◆ **Text block**
+ + + +

To Those Who Won’t Review Self-Published Books
This article began as a response to a post on a writers’ forum. An author submitted a book for review and had his work rejected out-of-hand simply because it was self-published. Self-publishers grumble about this insult regularly.
The National Book Awards (among many others) has the same policy. Here’s the response I got when I asked to have my publishing company added to their list.
Hi David,
Are you a self publisher? If you don’t publish books other than your own or go through a print on demand outfit, you are unfortunately ineligible for the National Book Awards.
All Best,
Amy
Book Contests: What’s in a Name?

+ + + +

◆ **Dataset records**

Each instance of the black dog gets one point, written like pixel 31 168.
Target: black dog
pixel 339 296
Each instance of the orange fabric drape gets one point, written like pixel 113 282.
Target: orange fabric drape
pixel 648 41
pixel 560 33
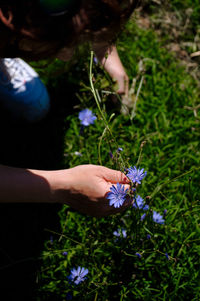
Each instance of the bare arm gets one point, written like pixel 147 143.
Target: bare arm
pixel 110 60
pixel 83 187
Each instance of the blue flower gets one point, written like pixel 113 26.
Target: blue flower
pixel 139 203
pixel 143 217
pixel 120 232
pixel 111 155
pixel 138 255
pixel 87 117
pixel 117 195
pixel 158 218
pixel 78 275
pixel 136 175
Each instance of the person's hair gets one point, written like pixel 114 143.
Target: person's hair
pixel 29 32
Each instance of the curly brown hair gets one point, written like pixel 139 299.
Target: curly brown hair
pixel 28 32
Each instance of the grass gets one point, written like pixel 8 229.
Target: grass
pixel 163 136
pixel 166 124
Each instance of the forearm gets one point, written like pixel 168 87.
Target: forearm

+ + + +

◆ **What you will do**
• A. Copy the rows starting with the line that contains "Each instance of the grass" and running through the last row, both ends included.
• B. Extend the article about refusals to review self-published books, picking up right after its final line.
The article and the rows come from two unrelated sources.

◆ **Response list**
• A.
Each instance of the grass gets one point, written like pixel 8 229.
Target: grass
pixel 163 136
pixel 166 124
Each instance of the forearm gets one point, written like pixel 168 87.
Target: forearm

• B.
What condescension! I certainly don’t have anything to do with an “outfit” unless that includes Lightning Source, a company owned by Ingram, the world’s largest book wholesaler. Many self-publishers use Amazon’s CreateSpace—hardly an “outfit.” Most of the “print-on-demand outfits” Amy probably refers to (Author House, iUniverse, xLibris, etc.) are indeed “outfits” but they’re owned by Pearson, the owner of Penguin (which just merged with Random House.) I wonder if those names carry the clout they’re looking for. Meanwhile, the National Book Awards is no more “National” than Federal Express is “Federal.” POD is nothing more than a printing technology—and it’s one used with increasing frequency by major publishers. The differences between vanity publishing and Print on Demand and the differences between self-publishing and vanity publishing should be understood by the organizers of prominent book contests.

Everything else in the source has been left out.